━━ Source text ━━
MLIR for Lox: Part 4 - MLIR Integration

Now we have a working GC runtime. Let's integrate it with our MLIR code generator.


Chapter 12: The Runtime Module

First, let's organize our runtime into a proper Rust module:

#![allow(unused)]
fn main() {
// src/runtime/mod.rs

pub mod object;
pub mod shadow_stack;
pub mod gc;

// Re-export the public API
pub use object::{ObjHeader, ObjType};
pub use gc::{alloc, gc_collect};
pub use shadow_stack::{gc_push_frame, gc_pop_frame, gc_set_root};
}

And the Cargo.toml needs to build it as a static library:

# Cargo.toml

[package]
name = "lox-runtime"
version = "0.1.0"
edition = "2021"

[lib]
name = "lox_runtime"
crate-type = ["staticlib", "cdylib"]  # Both static and dynamic lib

[dependencies]

Chapter 13: The Lox MLIR Dialect

We need MLIR operations that correspond to our GC operations:

OperationMeaningLLVM Lowering
lox.allocAllocate a heap objectCall lox_runtime::alloc
lox.gc_rootRegister a pointer as a GC rootStore in shadow stack slot
lox.gc_push_framePush a stack frameCall gc_push_frame
lox.gc_pop_framePop a stack frameCall gc_pop_frame

Defining Operations in Melior

Melior doesn't use TableGen like C++ MLIR. We define operations directly in Rust:

#![allow(unused)]
fn main() {
// src/codegen/lox_dialect.rs

use melior::{
    Context, Location,
    dialect::Dialect,
    ir::{Operation, OperationBuilder, Region, Type, Value},
};

/// The Lox dialect namespace
pub const DIALECT_NAME: &str = "lox";

/// Operation names
pub mod ops {
    pub const ALLOC: &str = "lox.alloc";
    pub const LOAD: &str = "lox.load";
    pub const STORE: &str = "lox.store";
    pub const PUSH_FRAME: &str = "lox.push_frame";
    pub const POP_FRAME: &str = "lox.pop_frame";
    pub const SET_ROOT: &str = "lox.set_root";
}

/// Create a lox.alloc operation
/// 
/// This allocates a heap object of the given type.
/// Returns a pointer to the object data (after the header).
pub fn create_alloc<'c>(
    context: &'c Context,
    obj_type: u8,      // ObjType enum value
    size: usize,       // Size of object data in bytes
    location: Location<'c>,
) -> melior::ir::Operation<'c> {
    // The lox.alloc operation takes:
    //   - type: i8 (the ObjType enum)
    //   - size: i64 (allocation size)
    // And returns:
    //   - ptr: !llvm.ptr (pointer to object data)
    
    OperationBuilder::new(ops::ALLOC, location)
        .add_attribute("obj_type", 
            melior::ir::attribute::IntegerAttribute::new(obj_type as i64, 
                Type::integer(context, 8)).into())
        .add_attribute("size",
            melior::ir::attribute::IntegerAttribute::new(size as i64,
                Type::integer(context, 64)).into())
        .add_results(&[Type::parse(context, "!llvm.ptr").unwrap()])
━━━
━━ Supplied entries ━━
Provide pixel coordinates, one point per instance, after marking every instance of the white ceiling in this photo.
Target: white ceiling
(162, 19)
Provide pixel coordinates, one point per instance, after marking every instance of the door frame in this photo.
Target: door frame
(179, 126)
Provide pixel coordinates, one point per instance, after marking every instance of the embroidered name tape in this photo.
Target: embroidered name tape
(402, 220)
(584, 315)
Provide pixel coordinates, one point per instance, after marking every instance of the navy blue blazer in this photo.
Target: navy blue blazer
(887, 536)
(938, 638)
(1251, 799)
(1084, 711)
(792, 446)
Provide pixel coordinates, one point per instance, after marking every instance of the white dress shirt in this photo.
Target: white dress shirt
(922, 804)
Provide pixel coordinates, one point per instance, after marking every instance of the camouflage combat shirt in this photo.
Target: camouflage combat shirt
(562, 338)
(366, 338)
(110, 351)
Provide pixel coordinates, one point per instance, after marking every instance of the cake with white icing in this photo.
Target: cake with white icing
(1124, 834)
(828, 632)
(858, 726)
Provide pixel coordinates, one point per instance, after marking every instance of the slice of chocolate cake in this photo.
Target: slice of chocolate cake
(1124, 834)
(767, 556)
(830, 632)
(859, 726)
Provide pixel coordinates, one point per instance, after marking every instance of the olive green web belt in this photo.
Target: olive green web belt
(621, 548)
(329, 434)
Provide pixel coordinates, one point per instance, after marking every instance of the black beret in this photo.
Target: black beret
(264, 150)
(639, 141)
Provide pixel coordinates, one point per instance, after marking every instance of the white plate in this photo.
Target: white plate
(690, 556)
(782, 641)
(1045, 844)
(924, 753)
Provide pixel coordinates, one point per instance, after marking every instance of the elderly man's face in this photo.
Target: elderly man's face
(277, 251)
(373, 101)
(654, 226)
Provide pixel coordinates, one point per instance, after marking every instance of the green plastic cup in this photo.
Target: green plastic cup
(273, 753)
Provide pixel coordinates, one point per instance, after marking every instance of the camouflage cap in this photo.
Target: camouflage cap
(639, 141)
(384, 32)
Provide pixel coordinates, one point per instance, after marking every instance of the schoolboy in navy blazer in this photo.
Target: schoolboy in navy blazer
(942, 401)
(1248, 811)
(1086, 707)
━━━
▶ [Given request 1]:
According to the text about MLIR integration for Lox, what tool used by C++ MLIR does Melior not use for defining operations?
▶ [Given request 2]:
Rewrite the part of the MLIR integration text from "OperationBuilder::new(ops::ALLOC, location)" up to and including "Type::integer(context, 8)).into())", substituting "object_type" for "obj_type".
The rows have no connection to the text about MLIR integration for Lox.

▶ [Final answer 1]:
TableGen.

▶ [Final answer 2]:
OperationBuilder::new(ops::ALLOC, location)
        .add_attribute("object_type", 
            melior::ir::attribute::IntegerAttribute::new(object_type as i64, 
                Type::integer(context, 8)).into())